# Work instruction:
In the entries below, find the line with "box: [0, 72, 120, 645]" and the line with "77V508L63 636L123 199L62". Reproduce those two lines and every line between them exactly, and nothing more.

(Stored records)
##########
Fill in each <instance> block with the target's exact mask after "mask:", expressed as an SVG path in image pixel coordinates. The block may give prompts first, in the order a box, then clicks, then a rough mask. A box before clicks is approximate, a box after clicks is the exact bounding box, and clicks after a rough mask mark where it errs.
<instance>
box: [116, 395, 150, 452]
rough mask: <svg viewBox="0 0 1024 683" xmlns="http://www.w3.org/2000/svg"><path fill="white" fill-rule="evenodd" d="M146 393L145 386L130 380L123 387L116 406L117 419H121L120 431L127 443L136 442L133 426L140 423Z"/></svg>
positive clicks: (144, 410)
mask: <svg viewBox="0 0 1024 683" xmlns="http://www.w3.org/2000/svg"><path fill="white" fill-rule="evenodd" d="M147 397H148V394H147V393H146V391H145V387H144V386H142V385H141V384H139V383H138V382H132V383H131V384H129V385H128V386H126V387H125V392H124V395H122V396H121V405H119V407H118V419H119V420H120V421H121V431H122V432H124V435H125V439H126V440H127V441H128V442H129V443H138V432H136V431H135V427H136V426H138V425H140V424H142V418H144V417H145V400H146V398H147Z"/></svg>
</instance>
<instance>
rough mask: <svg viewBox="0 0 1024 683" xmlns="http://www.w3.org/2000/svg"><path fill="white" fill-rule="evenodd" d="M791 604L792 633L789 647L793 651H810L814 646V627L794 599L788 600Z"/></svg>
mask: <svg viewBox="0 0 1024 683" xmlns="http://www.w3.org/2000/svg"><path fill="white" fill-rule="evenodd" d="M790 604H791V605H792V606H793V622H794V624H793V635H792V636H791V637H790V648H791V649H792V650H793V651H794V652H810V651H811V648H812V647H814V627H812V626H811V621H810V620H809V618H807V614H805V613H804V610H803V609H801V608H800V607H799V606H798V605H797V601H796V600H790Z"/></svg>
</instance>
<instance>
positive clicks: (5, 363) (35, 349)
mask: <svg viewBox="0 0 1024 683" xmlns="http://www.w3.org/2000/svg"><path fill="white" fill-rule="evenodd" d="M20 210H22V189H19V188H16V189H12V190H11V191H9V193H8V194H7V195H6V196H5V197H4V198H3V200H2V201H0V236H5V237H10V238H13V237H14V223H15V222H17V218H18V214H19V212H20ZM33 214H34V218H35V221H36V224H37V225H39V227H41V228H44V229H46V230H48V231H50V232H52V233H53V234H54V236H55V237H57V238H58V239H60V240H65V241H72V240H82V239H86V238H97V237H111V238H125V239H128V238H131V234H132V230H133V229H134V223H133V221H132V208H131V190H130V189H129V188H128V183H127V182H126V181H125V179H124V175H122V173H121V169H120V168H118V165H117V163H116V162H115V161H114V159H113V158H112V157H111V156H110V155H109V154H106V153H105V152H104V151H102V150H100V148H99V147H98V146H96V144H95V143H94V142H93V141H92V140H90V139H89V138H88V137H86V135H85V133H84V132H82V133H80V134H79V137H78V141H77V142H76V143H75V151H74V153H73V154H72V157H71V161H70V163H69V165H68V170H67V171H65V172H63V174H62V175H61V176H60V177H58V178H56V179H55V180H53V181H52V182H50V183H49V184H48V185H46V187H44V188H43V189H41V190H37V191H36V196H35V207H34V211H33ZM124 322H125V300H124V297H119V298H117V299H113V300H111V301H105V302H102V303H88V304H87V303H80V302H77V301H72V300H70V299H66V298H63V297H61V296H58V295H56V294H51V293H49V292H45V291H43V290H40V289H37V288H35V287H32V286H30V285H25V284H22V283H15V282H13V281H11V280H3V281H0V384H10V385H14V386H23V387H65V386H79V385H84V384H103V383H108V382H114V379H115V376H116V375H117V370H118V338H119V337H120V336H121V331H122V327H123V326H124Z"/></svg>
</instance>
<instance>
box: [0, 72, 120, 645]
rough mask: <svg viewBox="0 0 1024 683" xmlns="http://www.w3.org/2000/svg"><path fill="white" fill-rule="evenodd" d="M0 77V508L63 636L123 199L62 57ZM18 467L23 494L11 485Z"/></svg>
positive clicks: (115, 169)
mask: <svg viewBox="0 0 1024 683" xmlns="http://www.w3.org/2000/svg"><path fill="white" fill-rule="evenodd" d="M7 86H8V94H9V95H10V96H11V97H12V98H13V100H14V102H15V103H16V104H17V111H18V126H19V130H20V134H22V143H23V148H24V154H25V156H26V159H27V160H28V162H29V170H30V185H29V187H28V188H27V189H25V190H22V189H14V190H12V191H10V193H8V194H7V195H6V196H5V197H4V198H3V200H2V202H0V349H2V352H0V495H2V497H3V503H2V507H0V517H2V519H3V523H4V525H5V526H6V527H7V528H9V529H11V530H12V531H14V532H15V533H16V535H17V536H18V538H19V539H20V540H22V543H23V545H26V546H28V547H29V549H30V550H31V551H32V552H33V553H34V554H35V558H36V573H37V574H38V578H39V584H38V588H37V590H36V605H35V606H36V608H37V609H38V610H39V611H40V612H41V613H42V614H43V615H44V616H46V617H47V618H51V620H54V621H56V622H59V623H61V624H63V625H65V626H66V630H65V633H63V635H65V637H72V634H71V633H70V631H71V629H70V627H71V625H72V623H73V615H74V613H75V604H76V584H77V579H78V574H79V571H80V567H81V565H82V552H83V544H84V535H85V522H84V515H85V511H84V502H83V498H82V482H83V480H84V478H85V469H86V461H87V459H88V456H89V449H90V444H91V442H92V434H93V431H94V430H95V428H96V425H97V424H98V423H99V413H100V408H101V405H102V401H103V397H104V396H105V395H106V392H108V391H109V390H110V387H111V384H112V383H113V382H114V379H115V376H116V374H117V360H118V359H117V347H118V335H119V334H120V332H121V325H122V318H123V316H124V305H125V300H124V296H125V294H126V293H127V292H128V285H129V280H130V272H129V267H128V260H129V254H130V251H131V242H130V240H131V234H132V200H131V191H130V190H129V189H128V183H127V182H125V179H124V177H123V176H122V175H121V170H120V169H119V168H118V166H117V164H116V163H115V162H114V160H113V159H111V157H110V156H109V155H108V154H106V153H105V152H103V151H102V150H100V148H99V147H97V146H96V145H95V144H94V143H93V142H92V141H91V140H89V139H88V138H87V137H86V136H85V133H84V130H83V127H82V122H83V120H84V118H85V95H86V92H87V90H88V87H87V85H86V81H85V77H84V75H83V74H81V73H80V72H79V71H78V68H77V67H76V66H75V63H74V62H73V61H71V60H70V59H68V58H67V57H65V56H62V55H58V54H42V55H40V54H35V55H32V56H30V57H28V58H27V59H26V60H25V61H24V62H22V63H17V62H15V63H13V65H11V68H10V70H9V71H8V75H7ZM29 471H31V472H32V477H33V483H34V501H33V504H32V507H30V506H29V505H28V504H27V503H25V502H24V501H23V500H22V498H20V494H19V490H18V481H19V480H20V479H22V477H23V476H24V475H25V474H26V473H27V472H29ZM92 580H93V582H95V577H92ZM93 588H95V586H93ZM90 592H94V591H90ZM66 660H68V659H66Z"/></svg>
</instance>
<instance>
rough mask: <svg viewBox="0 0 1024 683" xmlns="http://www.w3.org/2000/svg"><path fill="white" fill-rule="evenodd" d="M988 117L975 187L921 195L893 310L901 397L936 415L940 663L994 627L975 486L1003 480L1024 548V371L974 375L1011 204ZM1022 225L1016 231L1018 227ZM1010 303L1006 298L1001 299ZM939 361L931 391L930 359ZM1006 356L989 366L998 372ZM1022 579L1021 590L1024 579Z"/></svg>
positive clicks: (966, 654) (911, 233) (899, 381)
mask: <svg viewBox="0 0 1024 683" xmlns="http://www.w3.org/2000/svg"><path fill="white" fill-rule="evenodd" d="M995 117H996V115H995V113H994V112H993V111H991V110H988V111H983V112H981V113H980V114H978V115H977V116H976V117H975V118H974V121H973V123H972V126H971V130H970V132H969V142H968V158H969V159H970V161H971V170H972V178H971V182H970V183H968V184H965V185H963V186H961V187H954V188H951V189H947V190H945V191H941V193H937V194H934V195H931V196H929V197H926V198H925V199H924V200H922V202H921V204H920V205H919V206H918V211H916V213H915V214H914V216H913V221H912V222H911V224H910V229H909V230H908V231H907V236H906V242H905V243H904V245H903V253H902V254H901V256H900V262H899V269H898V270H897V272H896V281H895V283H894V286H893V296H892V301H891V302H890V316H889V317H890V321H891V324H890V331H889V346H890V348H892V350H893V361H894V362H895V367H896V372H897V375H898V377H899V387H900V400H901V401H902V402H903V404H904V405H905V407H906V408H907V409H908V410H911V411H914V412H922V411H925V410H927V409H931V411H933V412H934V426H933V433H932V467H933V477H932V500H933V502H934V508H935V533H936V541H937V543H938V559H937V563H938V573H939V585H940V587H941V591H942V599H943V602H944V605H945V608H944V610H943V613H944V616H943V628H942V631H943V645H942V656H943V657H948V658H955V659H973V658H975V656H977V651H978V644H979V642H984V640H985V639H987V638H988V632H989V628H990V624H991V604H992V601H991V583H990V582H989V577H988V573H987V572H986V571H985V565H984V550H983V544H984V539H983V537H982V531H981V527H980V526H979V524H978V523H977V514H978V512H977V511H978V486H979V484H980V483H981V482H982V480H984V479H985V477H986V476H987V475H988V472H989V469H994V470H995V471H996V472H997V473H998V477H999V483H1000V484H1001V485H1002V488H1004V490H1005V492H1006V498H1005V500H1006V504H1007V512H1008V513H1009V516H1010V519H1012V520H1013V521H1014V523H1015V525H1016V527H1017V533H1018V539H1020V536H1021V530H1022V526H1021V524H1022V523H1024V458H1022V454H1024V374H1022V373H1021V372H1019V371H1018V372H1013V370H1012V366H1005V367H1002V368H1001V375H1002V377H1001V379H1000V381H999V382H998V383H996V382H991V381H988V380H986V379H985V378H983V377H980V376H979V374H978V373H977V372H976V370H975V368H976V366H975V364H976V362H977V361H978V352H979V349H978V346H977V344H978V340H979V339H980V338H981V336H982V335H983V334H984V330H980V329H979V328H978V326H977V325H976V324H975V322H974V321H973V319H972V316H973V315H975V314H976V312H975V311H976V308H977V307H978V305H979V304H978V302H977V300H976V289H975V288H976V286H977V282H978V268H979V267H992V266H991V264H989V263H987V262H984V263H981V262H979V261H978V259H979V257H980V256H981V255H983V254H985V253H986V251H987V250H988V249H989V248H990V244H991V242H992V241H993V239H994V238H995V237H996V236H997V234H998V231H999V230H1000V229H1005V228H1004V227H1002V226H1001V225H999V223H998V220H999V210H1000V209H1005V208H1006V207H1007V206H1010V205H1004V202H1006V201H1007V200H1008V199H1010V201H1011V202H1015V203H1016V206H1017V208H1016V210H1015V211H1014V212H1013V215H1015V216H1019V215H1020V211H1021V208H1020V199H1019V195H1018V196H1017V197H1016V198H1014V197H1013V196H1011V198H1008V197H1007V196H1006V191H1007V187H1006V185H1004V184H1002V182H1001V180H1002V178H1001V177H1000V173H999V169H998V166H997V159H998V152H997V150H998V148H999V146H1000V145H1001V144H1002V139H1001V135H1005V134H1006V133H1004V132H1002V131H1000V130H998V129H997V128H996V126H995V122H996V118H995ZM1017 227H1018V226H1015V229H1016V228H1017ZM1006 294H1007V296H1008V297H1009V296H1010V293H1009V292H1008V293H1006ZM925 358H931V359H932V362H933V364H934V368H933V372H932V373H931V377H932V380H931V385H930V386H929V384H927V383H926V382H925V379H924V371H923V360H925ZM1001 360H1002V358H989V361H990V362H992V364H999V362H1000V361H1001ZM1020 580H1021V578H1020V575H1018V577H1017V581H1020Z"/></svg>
##########
# The answer:
box: [0, 72, 120, 645]
rough mask: <svg viewBox="0 0 1024 683" xmlns="http://www.w3.org/2000/svg"><path fill="white" fill-rule="evenodd" d="M0 77V508L63 636L123 199L62 57ZM18 467L23 494L11 485Z"/></svg>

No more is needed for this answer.